- [Requirement]: For the records below, reproduce exactly the line that contains "Pass this photo to locate to point out the shrub." and all subsequent lines, with nothing left out and nothing added.

- [Source records]:
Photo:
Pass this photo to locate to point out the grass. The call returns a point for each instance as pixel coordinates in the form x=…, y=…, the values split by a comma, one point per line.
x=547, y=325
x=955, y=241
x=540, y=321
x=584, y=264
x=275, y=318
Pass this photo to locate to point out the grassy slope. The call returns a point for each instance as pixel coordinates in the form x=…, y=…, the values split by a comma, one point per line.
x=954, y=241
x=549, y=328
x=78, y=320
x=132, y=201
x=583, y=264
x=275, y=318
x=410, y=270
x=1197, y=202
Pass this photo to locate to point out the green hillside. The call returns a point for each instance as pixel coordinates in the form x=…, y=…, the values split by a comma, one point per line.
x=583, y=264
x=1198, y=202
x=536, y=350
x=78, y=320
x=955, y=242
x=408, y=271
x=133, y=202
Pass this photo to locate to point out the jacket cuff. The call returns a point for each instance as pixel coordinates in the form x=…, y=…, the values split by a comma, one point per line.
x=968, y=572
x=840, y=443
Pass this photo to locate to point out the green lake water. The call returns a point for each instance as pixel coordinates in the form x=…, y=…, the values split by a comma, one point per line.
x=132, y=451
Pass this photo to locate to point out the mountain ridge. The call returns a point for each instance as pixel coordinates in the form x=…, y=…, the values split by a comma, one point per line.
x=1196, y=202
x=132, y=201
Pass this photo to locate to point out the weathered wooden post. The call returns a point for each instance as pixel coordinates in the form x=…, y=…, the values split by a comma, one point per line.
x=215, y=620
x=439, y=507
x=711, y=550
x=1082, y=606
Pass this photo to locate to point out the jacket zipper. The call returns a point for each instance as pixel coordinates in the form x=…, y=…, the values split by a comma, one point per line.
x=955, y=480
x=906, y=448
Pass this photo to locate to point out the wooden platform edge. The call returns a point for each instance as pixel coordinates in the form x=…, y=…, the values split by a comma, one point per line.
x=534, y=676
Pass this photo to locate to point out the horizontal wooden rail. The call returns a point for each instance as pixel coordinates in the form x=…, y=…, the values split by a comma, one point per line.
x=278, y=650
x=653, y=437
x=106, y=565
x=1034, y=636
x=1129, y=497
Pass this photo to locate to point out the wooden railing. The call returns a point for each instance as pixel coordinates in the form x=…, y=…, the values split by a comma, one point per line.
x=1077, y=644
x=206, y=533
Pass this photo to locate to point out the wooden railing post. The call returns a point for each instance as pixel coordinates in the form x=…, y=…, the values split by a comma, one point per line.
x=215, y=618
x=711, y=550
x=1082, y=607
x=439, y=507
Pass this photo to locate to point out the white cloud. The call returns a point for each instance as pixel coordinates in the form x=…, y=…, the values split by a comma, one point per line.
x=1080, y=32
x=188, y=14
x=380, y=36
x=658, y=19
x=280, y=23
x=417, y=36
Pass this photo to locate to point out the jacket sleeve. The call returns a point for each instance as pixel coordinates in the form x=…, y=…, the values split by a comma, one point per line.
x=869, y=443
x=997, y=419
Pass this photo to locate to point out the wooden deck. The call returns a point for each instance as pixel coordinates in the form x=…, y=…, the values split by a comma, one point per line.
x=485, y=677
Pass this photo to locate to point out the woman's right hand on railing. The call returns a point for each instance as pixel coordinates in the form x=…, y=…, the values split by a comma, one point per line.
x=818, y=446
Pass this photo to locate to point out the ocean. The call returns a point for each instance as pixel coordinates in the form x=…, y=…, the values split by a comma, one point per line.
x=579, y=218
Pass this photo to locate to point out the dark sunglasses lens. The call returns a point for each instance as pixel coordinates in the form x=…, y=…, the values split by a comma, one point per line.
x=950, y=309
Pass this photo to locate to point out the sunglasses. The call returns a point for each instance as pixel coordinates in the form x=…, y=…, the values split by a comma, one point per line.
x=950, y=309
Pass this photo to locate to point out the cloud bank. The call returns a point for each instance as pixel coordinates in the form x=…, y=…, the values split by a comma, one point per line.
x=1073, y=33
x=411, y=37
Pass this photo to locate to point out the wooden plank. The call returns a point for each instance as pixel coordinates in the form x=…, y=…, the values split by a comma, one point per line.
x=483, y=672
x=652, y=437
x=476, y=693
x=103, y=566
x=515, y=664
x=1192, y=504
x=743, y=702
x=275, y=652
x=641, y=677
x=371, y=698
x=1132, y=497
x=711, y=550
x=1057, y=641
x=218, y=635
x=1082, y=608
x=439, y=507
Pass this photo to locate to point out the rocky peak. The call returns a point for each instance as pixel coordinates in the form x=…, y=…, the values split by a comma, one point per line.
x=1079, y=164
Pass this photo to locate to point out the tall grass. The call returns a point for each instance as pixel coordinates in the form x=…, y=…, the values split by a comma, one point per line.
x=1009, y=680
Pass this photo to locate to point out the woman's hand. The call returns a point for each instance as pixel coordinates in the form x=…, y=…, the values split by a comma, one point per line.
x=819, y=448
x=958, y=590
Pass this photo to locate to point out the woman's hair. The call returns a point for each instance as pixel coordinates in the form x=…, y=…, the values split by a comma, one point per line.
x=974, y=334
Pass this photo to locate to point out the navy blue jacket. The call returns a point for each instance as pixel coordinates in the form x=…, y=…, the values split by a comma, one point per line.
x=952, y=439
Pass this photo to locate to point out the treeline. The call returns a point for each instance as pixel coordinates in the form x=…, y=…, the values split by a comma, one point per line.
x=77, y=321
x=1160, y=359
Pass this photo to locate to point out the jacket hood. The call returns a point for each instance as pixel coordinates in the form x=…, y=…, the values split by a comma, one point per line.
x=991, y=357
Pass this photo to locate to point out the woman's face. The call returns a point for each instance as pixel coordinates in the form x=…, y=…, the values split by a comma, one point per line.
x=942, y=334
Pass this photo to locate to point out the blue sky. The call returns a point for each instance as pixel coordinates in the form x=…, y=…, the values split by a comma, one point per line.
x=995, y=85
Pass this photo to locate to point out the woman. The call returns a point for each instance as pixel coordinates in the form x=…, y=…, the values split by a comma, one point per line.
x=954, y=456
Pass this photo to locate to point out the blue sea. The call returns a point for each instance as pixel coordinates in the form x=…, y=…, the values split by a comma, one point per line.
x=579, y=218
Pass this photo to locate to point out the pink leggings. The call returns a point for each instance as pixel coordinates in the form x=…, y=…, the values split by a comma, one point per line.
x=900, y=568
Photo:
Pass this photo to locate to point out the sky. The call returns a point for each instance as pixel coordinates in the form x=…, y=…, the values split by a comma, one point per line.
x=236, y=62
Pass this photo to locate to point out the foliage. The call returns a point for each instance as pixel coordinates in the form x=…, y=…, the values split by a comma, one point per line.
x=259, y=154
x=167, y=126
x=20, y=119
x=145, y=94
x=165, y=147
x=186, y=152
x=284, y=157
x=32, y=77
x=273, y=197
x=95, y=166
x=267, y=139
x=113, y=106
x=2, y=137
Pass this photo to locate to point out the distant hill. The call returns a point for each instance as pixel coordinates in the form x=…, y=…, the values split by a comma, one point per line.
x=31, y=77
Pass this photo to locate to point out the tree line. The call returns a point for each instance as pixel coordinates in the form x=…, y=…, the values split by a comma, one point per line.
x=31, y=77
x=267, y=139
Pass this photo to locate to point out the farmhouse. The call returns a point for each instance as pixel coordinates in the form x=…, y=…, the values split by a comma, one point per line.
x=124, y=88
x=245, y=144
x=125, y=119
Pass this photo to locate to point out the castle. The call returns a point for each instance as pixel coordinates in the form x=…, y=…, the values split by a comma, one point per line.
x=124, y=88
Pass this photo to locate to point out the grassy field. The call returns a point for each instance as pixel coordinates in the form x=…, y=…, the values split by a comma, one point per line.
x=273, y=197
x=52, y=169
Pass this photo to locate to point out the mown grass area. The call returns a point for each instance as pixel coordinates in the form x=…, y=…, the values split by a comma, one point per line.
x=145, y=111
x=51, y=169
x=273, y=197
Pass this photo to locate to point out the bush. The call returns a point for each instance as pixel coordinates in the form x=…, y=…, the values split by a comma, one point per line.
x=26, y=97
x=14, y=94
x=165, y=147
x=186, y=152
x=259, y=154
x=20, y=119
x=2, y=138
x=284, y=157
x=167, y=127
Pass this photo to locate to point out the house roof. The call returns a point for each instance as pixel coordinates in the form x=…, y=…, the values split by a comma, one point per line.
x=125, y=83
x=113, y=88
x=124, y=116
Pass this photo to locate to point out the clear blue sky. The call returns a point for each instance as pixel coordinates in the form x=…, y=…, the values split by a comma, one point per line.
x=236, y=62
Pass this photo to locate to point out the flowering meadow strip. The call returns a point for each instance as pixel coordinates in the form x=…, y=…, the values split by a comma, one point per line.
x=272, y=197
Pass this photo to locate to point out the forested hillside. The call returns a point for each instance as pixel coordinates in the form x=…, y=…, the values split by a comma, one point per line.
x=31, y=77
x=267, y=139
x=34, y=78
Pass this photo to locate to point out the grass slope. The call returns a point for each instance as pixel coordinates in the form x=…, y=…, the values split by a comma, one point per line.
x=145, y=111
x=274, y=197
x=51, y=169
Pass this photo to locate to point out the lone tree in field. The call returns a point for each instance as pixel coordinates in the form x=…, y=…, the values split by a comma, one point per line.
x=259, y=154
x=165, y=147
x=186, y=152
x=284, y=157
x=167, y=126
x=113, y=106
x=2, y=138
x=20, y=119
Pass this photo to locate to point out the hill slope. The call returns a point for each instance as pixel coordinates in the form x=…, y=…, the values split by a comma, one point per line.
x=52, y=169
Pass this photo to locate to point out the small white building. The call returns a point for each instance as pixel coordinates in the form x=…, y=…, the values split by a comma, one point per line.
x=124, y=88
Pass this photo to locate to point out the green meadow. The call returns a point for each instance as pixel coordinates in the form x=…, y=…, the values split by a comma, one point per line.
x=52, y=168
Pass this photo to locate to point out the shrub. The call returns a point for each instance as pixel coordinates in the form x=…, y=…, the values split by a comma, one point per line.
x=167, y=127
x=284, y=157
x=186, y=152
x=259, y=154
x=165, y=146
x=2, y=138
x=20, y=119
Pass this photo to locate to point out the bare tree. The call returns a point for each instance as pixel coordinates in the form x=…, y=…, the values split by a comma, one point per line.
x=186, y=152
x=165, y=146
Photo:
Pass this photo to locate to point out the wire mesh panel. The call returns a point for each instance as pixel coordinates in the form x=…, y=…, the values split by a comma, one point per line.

- [Answer below]:
Pass this photo to locate to point out the shrub. The call returns a point for each instance as pixel coordinates in the form x=…, y=…, the values split by a comma, one point per line.
x=167, y=127
x=284, y=157
x=186, y=152
x=259, y=154
x=165, y=146
x=2, y=138
x=20, y=119
Pass this photo to locate to point out the bare tree. The call returns a point for each instance as pixel coordinates in the form x=…, y=…, the values split by a comma, one point per line.
x=186, y=152
x=165, y=146
Photo:
Pass this photo to locate to point out the wire mesh panel. The call returns a point for each instance as pixel coordinates in the form x=…, y=…, the values split by a comma, one point per line.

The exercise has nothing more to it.